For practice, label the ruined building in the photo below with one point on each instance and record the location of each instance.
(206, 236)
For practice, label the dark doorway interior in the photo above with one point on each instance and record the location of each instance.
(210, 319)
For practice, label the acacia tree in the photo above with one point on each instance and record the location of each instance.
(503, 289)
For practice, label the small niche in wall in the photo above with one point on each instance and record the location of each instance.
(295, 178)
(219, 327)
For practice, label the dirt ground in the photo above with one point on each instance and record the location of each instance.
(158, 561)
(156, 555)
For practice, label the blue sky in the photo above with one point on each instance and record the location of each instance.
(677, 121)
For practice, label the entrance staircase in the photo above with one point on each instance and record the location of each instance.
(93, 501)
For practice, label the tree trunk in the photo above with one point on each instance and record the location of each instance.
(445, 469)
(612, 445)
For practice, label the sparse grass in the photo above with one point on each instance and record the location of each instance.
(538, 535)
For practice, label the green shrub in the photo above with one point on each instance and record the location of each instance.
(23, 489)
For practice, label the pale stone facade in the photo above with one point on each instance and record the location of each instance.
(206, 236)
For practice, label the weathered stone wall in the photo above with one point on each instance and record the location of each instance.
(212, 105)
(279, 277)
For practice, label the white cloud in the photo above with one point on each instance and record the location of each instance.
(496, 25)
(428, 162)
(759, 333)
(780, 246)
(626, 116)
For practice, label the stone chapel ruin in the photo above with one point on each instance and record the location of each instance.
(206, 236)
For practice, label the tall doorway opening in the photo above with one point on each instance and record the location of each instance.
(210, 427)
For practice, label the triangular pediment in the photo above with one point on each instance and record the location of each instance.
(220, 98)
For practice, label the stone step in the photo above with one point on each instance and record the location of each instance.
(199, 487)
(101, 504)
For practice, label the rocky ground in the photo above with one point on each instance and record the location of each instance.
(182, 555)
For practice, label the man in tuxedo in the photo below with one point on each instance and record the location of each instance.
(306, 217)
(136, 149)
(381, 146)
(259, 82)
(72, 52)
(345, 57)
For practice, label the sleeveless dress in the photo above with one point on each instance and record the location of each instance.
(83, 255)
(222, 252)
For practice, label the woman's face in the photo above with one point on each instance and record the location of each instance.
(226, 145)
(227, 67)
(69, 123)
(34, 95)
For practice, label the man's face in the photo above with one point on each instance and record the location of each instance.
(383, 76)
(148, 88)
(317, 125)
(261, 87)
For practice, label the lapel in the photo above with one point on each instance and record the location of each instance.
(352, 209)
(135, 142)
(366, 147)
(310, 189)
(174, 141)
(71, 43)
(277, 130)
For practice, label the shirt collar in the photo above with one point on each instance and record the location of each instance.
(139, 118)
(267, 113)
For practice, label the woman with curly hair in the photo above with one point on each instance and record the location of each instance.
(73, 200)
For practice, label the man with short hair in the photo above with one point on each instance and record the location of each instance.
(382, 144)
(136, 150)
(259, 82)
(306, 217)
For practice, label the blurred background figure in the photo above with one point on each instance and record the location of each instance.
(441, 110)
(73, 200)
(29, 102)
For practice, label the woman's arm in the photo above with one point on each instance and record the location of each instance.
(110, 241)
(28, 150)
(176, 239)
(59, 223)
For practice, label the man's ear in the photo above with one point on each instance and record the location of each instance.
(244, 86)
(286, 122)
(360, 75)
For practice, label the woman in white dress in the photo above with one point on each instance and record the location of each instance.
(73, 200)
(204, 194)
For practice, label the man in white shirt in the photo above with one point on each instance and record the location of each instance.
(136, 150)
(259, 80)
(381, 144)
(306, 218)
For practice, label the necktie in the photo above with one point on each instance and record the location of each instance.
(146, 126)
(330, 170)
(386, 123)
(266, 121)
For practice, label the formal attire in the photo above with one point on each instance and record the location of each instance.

+ + + + +

Problem to solve
Reproduce every one of the rows above word for word, with nothing left out or changed.

Response to this task
For practice, label the ruined building in the photo below with one point on each instance and record the location of each instance.
(206, 236)
For practice, label the dark doorway interior in the photo above with one point on each instance and record the location of each instance.
(210, 319)
For practice, label the acacia tree in the photo above with one point on each instance and record the location of each instance.
(503, 289)
For practice, label the small niche in wall in the photo above with one point on each instance and record the location of each instance.
(295, 178)
(219, 327)
For practice, label the dirt ground in the photo above with one point on each instance and record the location of each instance.
(158, 561)
(156, 555)
For practice, label the blue sky in the photo above with one point on each instance and record the location of each instance.
(677, 121)
For practice, label the entrance staircase in the photo above with one point on each instance and record the location of each instance.
(93, 501)
For practice, label the tree trunk in the photo above with one point on each instance and record the location of each instance.
(445, 469)
(612, 445)
For practice, label the sparse grass in the photo above with one point on each instance and record the location of each instance.
(538, 535)
For practice, label the green shrub in the photo above with one point on each instance and record the location of each instance.
(23, 489)
For practice, label the pale stone facade in the photo above with one point on each instance and record the location of each instance.
(206, 236)
For practice, label the weathered stone wall in the photo above with one point on each instance and record the location of each instance.
(212, 105)
(279, 277)
For practice, label the white cloud in the photo above with one point on each instance and record the location of each instance.
(496, 25)
(428, 162)
(759, 333)
(780, 246)
(626, 116)
For practice, label the stone chapel ruin in the photo above with one point on each instance and record the location of each instance.
(206, 236)
For practice, label the tall doorway opening in the photo above with one point on each instance and record the location of each instance.
(210, 427)
For practice, label the triangular pediment in the photo above with one point on each instance and record the location of each instance.
(220, 98)
For practice, label the stone step in the photo above with one point on each instance and record the location of each instance.
(199, 487)
(101, 504)
For practice, label the rocky ground in the photo above with one point on each instance and record the location of each instance.
(182, 555)
For practice, label the man in tuxedo in the photo below with one point on each instance and record the location of each instance.
(306, 217)
(136, 149)
(381, 146)
(259, 82)
(72, 52)
(345, 57)
For practice, label the sleeveless dress in the photo above with one point on each instance and record the location of each instance.
(83, 255)
(222, 252)
For practice, label the woman's face in the photo above with one point on each instance and record the location of each instance.
(226, 145)
(227, 67)
(69, 123)
(34, 95)
For practice, label the man's face in the photo above with one point on each instance and record the location of each instance.
(383, 76)
(148, 88)
(317, 125)
(261, 87)
For practice, label the lapel in the photo above with one point on each instance and record the location of each instance.
(352, 209)
(135, 142)
(366, 147)
(310, 189)
(174, 141)
(71, 43)
(277, 130)
For practice, label the shirt collar in the photo above with one point on each instance and record the location of each instance.
(139, 118)
(267, 113)
For practice, label the woman with curly hair in the photo above with one point on each instance and record the location of each instance.
(73, 200)
For practice, label the man with short hair in the photo above with one point on each instance and record the location of each instance.
(382, 144)
(136, 150)
(259, 82)
(306, 217)
For practice, label the blurred background figure in the photo above with one point on each instance and record the location of each instance.
(441, 110)
(73, 200)
(29, 102)
For practice, label the woman's arm in the photo above with one point on each instance and record the location of each instance.
(110, 241)
(28, 150)
(176, 239)
(59, 223)
For practice, label the man's ear in the photo above with one point on each instance and record the location of each instance.
(244, 86)
(286, 122)
(360, 75)
For practice, label the woman in white dress in the photo above with one point on each instance and record the location of each instance.
(73, 200)
(204, 194)
For practice, label the man in white shirt in the photo above with one point on each instance and record the location of each instance.
(136, 150)
(259, 80)
(381, 144)
(306, 218)
For practice, label the necktie in the photo above with one point on each instance and record the location of each instance.
(146, 126)
(330, 170)
(386, 123)
(266, 121)
For practice, label the formal attire in the photo above with one point on each instance and record the location of each instance.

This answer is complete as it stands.